# Your goal
Translate this sentence from the preface on Milton biographies into French: "His indifference to matters so momentous in Milton's own estimation has, in our opinion, vitiated his conception of his hero, who is represented as persistently yielding to party what was meant for mankind."

# Excerpted passage
⁂

The number of miniature "Lives" of Milton is great; great also is the
merit of some of them. With one exception, nevertheless, they are all
dismissed to the shelf by the publication of Professor Masson's
monumental and authoritative biography, without perpetual reference to
which no satisfactory memoir can henceforth be composed. One recent
biography has enjoyed this advantage. Its author, the late Mark
Pattison, wanted neither this nor any other qualification except a
keener sense of the importance of the religious and political
controversies of Milton's time. His indifference to matters so momentous
in Milton's own estimation has, in our opinion, vitiated his conception
of his hero, who is represented as persistently yielding to party what
was meant for mankind. We think, on the contrary, that such a mere man
of letters as Pattison wishes that Milton had been, could never have
produced a "Paradise Lost." If this view is well-founded, there is not
only room but need for yet another miniature "Life of Milton,"
notwithstanding the intellectual subtlety and scholarly refinement
which render Pattison's memorable. It should be noted that the recent
German biography by Stern, if adding little to Professor Masson's facts,
contributes much valuable literary illustration; and that Keighley's
analysis of Milton's opinions occupies a position of its own, of which
no subsequent biographical discoveries can deprive it. The present
writer has further to express his deep obligations to Professor Masson
for his great kindness in reading and remarking upon the proofs--not
thereby rendering himself responsible for anything in these pages; and
also to the helpful friend who has provided him with an index.
CONTENTS.
CHAPTER I. 11
Milton born in Bread Street, Cheapside, December 9, 1608;
condition of English literature at his birth; part in its
development assigned to him; materials available for his
biography; his ancestry; his father; influences that surrounded
his boyhood; enters St. Paul's School, 1620; distinguished for
compositions in prose and verse; matriculates at Cambridge, 1625;
condition of the University at the period; his misunderstandings
with his tutor; graduates B.A., 1629, M.A., 1632; his relations
with the University; declines to take orders or follow a
profession; his first poems; retires to Horton, in
Buckinghamshire, where his father had settled, 1632
CHAPTER II. 35
Horton, its scenery and associations with Milton; Milton's studies
and poetical aspirations; exceptional nature of his poetical
development; his Latin poems; "Arcades" and "Comus" composed and
represented at the instance of Henry Lawes, 1633 and 1634; "Comus"
printed in 1637; Sir Henry Wootton's opinion of it; "Lycidas"
written in the same year, on occasion of the death of Edward King;
published in 1638; criticism on "L'Allegro" and "Il Penseroso,"
"Lycidas" and "Comus"; Milton's departure for Italy, April, 1638.
CHAPTER III. 57
State of Italy at the period of Milton's visit; his acquaintance
with Italian literati at Florence; visit to Galileo; at Rome and
Naples; returns to England, July, 1639; settles in St. Bride's
Churchyard, and devotes himself to the education of his nephews;
his elegy on his friend Diodati; removes to Aldersgate Street,
1640; his pamphlets on ecclesiastical affairs, 1641 and 1642; his
tract on Education his "Areopagitica," November, 1644; attacks the
Presbyterians.

⁂

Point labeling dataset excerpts
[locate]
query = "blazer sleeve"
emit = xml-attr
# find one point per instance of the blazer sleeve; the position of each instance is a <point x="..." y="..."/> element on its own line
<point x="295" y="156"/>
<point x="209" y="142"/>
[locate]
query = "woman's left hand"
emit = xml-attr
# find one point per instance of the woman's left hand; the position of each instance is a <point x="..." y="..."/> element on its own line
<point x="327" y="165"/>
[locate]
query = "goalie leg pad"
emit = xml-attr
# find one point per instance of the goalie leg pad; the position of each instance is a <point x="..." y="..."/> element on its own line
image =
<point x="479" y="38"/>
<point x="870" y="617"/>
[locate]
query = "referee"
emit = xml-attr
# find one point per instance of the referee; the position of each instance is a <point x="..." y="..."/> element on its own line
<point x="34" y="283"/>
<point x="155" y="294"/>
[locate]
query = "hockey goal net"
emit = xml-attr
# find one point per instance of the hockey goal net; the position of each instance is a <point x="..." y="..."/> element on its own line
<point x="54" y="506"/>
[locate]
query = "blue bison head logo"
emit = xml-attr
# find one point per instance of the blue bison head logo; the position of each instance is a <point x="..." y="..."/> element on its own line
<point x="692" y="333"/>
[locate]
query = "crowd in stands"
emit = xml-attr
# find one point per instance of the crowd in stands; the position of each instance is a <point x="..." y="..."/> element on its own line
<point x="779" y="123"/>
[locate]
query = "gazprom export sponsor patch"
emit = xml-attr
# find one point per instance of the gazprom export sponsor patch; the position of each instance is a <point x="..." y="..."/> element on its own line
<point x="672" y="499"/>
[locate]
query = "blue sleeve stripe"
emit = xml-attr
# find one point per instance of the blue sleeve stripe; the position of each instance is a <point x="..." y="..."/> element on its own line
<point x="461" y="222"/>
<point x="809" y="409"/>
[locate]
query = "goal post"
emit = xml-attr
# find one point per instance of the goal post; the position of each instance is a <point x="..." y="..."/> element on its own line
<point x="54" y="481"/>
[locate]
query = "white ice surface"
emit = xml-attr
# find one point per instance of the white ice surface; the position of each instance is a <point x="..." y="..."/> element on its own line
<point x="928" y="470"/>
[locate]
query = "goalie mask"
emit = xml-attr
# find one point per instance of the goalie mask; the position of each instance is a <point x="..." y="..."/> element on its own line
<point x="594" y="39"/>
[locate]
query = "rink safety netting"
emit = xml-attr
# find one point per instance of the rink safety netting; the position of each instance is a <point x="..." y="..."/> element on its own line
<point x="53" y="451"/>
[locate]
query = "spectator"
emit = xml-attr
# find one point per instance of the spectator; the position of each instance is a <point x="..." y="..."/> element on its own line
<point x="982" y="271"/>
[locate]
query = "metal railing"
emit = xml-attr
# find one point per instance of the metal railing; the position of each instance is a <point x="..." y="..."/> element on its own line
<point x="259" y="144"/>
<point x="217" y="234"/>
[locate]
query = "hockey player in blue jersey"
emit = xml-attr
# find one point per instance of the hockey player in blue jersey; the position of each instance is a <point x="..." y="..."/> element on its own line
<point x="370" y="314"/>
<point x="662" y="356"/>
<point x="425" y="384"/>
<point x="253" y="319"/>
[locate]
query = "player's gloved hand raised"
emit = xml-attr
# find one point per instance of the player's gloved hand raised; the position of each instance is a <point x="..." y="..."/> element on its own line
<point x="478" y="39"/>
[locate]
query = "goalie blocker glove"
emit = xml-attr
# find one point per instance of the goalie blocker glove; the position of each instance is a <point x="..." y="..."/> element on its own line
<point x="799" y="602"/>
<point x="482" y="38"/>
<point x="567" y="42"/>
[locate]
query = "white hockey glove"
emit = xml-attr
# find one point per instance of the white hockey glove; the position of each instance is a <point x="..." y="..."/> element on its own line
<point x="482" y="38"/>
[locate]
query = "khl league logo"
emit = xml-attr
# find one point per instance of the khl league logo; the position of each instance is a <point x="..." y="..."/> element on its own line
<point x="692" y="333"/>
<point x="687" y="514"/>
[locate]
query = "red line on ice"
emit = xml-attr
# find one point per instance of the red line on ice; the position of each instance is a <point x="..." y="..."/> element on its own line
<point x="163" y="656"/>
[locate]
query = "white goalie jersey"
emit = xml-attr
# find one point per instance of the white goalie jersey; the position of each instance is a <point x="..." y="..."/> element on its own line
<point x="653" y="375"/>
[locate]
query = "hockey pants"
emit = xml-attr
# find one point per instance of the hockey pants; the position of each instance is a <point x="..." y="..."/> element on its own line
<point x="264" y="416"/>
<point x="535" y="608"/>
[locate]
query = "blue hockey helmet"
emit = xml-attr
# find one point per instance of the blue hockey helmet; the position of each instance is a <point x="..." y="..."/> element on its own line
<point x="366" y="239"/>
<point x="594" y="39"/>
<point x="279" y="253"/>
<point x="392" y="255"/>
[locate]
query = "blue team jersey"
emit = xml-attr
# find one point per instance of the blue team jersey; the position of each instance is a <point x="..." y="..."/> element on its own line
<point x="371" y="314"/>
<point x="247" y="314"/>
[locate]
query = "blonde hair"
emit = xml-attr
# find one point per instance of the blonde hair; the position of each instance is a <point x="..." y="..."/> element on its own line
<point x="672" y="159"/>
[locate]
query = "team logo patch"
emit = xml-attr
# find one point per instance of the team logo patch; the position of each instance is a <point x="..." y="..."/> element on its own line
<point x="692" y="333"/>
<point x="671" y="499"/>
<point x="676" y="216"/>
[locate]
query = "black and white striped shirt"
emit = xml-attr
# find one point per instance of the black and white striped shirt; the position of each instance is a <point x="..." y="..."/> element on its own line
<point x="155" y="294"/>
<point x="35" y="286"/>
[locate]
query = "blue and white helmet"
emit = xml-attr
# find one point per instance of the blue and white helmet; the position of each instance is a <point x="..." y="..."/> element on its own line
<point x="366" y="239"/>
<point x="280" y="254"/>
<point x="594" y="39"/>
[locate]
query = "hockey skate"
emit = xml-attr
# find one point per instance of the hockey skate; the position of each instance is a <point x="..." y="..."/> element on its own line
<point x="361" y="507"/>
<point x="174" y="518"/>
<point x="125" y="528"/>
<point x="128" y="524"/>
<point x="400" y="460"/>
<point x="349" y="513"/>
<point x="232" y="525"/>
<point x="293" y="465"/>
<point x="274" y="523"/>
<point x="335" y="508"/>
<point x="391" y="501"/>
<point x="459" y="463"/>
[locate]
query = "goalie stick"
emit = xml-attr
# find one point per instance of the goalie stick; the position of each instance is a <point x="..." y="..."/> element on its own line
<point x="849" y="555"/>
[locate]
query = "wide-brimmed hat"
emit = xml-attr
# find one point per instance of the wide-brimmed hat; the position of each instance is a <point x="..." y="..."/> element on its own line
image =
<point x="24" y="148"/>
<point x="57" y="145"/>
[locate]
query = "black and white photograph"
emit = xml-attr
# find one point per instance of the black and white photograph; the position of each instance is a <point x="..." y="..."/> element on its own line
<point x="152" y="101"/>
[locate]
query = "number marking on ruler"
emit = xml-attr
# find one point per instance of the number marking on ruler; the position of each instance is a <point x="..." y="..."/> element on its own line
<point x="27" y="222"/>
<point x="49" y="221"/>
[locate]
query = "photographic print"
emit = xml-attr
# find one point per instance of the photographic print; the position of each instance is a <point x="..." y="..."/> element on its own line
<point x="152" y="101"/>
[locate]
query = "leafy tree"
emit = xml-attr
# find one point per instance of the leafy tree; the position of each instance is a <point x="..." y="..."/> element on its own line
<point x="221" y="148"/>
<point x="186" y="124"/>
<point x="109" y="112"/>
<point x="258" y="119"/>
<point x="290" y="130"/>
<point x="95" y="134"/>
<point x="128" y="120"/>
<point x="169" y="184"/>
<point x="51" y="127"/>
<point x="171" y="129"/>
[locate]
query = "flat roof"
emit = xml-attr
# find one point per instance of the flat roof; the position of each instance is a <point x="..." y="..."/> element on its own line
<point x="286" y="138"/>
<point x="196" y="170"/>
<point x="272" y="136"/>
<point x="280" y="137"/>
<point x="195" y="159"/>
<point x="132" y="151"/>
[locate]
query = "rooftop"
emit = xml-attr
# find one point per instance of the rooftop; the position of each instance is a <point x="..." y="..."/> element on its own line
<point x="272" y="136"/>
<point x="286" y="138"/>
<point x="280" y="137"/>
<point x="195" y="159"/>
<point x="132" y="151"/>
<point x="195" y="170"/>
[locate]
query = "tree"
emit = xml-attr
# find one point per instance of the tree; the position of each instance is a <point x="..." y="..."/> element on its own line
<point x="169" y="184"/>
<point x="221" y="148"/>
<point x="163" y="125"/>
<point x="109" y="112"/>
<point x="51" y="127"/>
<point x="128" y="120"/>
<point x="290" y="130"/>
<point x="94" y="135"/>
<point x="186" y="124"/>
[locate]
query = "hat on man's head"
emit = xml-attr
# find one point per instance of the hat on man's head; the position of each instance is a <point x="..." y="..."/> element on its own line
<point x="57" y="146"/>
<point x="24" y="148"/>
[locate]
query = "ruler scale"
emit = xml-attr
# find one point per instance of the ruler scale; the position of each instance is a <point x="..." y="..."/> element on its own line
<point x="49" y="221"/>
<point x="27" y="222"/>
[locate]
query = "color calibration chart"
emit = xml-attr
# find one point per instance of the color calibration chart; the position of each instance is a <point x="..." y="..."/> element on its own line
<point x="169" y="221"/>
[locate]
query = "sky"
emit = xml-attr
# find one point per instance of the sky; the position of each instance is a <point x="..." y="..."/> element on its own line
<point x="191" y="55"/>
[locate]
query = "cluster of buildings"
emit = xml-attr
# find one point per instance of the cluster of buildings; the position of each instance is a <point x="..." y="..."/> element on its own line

⁂

# Solution to the problem
Son indifférence à l'égard de questions si capitales dans l'estime de Milton lui-même a, à notre avis, faussé sa conception de son héros, qui est présenté comme cédant constamment à un parti ce qui était destiné à l'humanité.